=== Supplied records ===
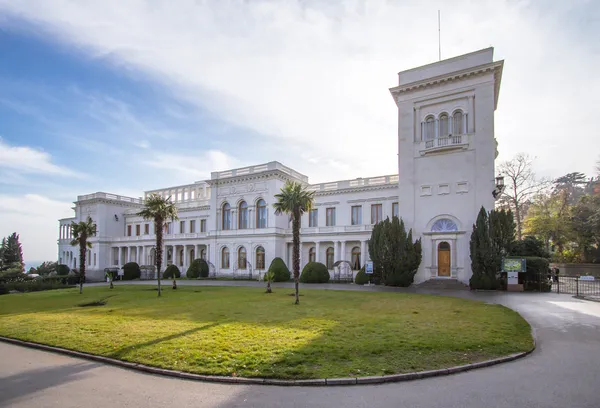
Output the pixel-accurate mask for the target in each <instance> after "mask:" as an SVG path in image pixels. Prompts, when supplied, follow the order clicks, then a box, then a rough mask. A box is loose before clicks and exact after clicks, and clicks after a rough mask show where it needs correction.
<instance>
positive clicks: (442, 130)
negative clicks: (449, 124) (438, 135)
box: [439, 113, 450, 137]
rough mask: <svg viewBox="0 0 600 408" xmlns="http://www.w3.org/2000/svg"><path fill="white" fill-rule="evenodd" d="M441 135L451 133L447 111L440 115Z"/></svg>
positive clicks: (440, 132)
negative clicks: (450, 130) (446, 113)
mask: <svg viewBox="0 0 600 408" xmlns="http://www.w3.org/2000/svg"><path fill="white" fill-rule="evenodd" d="M439 123H440V133H439V135H440V137H447V136H448V134H449V133H450V129H449V128H448V115H446V114H445V113H442V114H441V115H440V120H439Z"/></svg>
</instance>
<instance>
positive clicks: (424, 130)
mask: <svg viewBox="0 0 600 408" xmlns="http://www.w3.org/2000/svg"><path fill="white" fill-rule="evenodd" d="M423 130H424V132H423V133H424V134H423V139H424V140H433V139H434V138H435V119H434V118H433V116H428V117H427V118H426V119H425V123H424V128H423Z"/></svg>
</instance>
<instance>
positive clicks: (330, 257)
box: [326, 247, 334, 269]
===
*About this task:*
Each line above from the one with "box: [439, 113, 450, 137]" up to and including the one with "positive clicks: (440, 132)" must be set down exactly, and no line outside that span may appear.

*Finished task:*
box: [439, 113, 450, 137]
rough mask: <svg viewBox="0 0 600 408" xmlns="http://www.w3.org/2000/svg"><path fill="white" fill-rule="evenodd" d="M441 135L451 133L447 111L440 115Z"/></svg>
positive clicks: (440, 132)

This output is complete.